- _Exercise prompt_: Every line containing the string "grass" is to be copied from the records.

+++ Exercise data +++

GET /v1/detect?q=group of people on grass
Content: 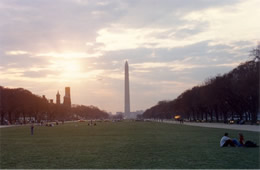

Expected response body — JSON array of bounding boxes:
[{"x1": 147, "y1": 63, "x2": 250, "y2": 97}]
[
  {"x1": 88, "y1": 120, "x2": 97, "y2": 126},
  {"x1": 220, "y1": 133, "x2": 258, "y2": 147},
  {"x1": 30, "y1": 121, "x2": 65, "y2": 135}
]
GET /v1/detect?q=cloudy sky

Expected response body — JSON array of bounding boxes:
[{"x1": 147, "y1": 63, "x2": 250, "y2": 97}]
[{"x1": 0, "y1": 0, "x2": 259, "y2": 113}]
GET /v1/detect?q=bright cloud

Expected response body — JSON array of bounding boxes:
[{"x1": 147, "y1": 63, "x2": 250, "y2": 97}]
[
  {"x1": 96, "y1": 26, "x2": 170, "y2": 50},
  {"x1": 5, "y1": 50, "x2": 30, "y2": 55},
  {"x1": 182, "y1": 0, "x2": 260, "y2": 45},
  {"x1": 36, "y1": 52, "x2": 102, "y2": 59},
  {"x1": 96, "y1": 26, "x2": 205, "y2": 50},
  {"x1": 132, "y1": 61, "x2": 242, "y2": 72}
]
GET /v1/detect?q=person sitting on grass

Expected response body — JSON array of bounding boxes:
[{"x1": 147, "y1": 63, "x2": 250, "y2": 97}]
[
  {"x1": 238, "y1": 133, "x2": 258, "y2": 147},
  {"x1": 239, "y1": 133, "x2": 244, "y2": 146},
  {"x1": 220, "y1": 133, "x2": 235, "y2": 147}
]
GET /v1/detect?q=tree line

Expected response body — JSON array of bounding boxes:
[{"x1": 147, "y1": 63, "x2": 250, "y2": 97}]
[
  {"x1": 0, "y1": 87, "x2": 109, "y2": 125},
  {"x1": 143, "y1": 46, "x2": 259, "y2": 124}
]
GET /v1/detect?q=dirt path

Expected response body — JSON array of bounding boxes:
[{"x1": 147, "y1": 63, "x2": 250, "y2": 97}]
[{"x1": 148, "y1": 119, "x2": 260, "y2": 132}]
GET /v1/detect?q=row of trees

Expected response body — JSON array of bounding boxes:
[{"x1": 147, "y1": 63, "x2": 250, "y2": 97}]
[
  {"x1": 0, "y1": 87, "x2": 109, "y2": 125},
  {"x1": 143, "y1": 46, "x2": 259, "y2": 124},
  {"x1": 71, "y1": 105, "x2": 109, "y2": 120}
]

+++
+++ Exercise data +++

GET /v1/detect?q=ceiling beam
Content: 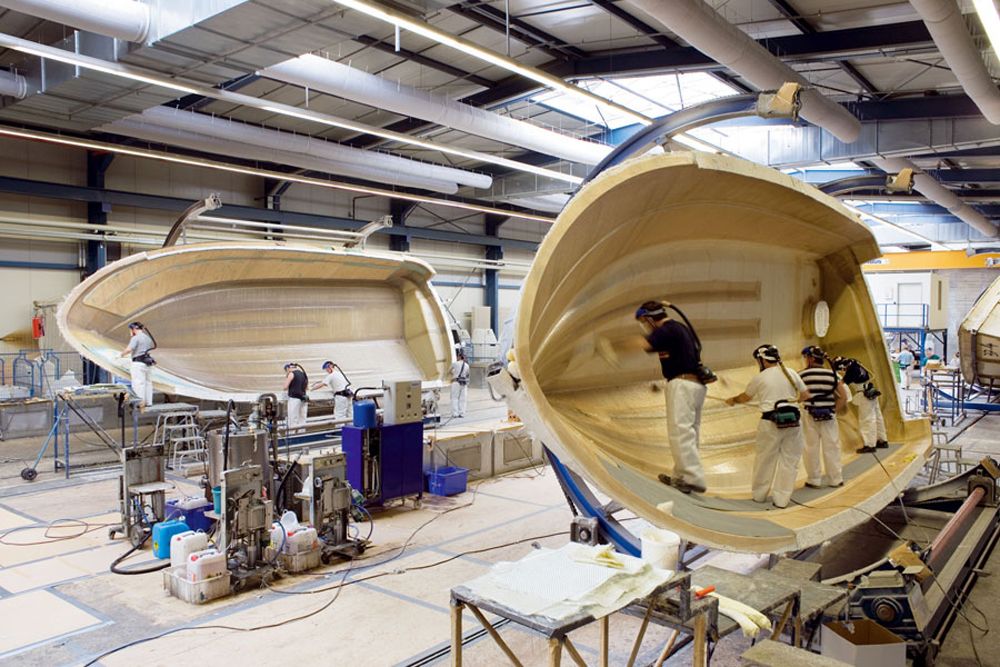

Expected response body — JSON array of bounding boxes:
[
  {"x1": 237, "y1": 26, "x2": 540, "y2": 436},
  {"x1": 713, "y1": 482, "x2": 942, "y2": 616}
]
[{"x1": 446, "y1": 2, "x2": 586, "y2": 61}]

+++
+++ Exercise data +++

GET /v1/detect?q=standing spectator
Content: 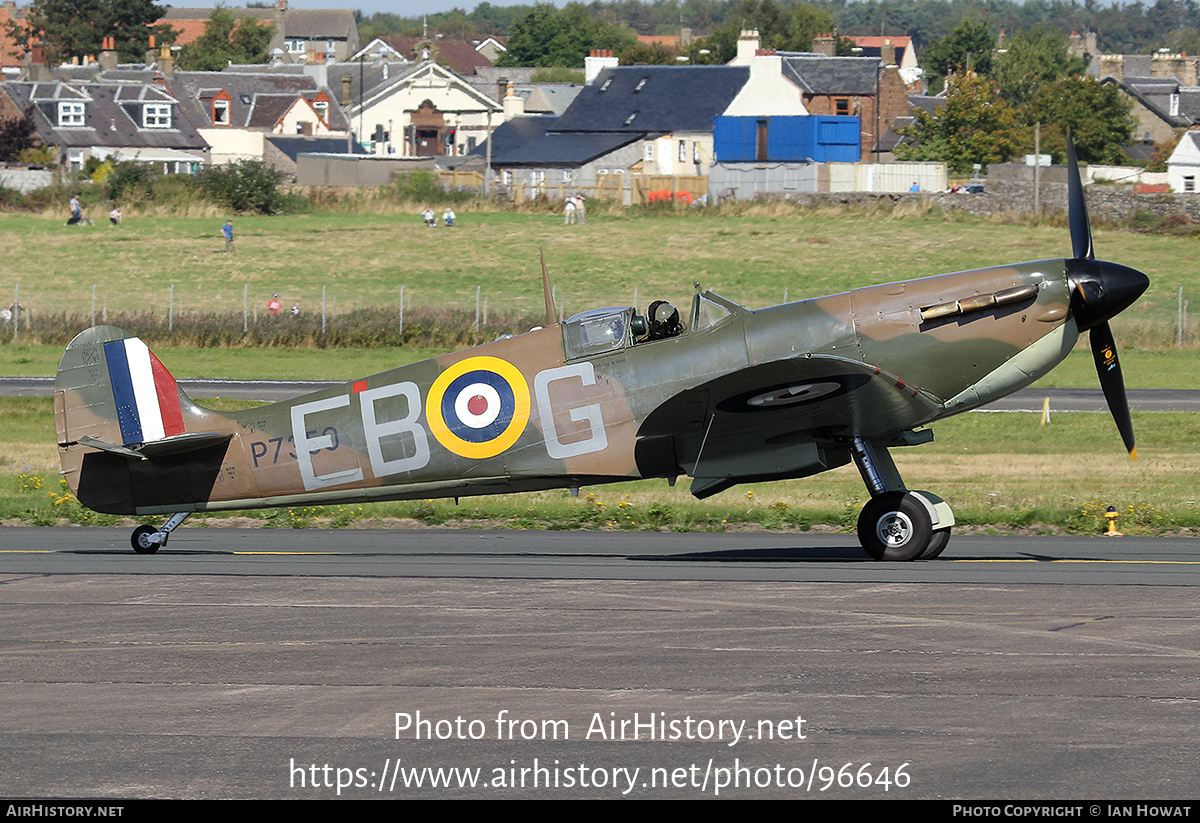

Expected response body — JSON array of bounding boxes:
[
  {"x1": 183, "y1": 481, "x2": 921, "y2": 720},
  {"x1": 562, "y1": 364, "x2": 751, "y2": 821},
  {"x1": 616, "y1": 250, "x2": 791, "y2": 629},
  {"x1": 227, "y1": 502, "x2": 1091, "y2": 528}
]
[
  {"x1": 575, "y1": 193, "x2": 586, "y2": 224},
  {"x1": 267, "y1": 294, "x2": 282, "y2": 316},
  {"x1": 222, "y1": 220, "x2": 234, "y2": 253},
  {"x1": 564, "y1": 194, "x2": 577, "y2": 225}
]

+++

- _Result of the task_:
GET /v1/detect?q=group of people on grass
GET /v1/detect?q=person sitting on grass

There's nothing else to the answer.